## Texte
_ _ _ _ _

LE SHOBOGENZO 

Le Shobogenzo, écrit entre 1231 et 1253, est l'œuvre magistrale du maître zen japonais Dōgen qui a implanté le Zen au Japon. Il se présente comme une compilation de discours et d'écrits remaniés et ré-organisés à plusieurs reprises par Dogen lui-même, puis par ses disciples. Ces textes, parfois déroutants ne se suffisent pas d'une traduction littérale, même pour un lecteur japonais.

Pour cette raison, le maître Zen Gudo Wafu Nishijima a entrepris la traduction en 13 volumes et en japonais moderne de la version du Shōbōgenzō en 95 fascicules, avec ses commentaires. Sur la base de cette dernière, et en collaboration avec son élève anglais Mike Cross, il a également publié en anglais une version souvent considérée comme la plus exacte et fidèle qui soit de cet ouvrage. Les textes ci-après sont des traductions françaises de cette version.

_ _ _ _ _

## Consignes
A) Citez toutes les personnes nommées dans le texte sur le Shobogenzo.
B) D'après le texte sur le Shobogenzo, combien de volumes compte la traduction en japonais moderne entreprise par Gudo Wafu Nishijima ?
C) Recopiez le passage du texte sur le Shobogenzo depuis « Le Shobogenzo, écrit » jusqu'à « un lecteur japonais. » inclus.
Les entrées qui viennent ensuite forment un ensemble séparé, sans rapport avec le texte.

Une série d'entrées:
_ _ _ _ _

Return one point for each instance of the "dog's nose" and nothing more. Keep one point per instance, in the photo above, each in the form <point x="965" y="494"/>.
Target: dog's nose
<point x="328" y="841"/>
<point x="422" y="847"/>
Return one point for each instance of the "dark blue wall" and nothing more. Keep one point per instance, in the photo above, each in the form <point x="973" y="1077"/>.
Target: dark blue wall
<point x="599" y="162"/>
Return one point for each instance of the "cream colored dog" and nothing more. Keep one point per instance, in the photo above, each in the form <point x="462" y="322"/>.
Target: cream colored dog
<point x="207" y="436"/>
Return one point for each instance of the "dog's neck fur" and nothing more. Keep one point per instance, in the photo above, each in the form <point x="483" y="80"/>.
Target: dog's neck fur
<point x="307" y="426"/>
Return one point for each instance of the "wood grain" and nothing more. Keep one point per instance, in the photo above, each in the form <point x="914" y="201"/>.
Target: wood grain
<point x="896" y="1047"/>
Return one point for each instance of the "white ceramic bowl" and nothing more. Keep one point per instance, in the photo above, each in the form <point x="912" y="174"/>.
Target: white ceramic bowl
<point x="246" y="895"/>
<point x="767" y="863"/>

_ _ _ _ _

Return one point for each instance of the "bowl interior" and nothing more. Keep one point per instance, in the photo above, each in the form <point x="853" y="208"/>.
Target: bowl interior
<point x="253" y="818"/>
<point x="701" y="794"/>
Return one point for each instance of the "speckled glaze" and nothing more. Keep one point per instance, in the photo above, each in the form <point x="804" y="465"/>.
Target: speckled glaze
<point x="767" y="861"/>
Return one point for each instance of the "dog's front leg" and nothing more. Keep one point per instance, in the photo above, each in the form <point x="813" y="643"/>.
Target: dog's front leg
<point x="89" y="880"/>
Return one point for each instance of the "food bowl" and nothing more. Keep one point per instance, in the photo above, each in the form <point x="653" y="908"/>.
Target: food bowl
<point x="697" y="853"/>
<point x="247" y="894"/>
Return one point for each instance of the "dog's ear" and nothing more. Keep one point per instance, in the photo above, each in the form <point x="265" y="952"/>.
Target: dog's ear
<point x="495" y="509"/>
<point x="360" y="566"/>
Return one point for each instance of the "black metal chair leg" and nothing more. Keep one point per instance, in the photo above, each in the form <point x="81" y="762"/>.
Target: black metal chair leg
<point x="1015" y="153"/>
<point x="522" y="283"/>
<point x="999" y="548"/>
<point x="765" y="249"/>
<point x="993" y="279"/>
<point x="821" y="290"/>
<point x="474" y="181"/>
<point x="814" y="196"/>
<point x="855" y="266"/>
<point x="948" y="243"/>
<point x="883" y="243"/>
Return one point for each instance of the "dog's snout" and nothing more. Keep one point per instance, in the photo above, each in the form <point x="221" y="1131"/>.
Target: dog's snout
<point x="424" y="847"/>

_ _ _ _ _

## Réponses
A) Dōgen, Gudo Wafu Nishijima, Mike Cross

B) 13 volumes.

C)
Le Shobogenzo, écrit entre 1231 et 1253, est l'œuvre magistrale du maître zen japonais Dōgen qui a implanté le Zen au Japon. Il se présente comme une compilation de discours et d'écrits remaniés et ré-organisés à plusieurs reprises par Dogen lui-même, puis par ses disciples. Ces textes, parfois déroutants ne se suffisent pas d'une traduction littérale, même pour un lecteur japonais.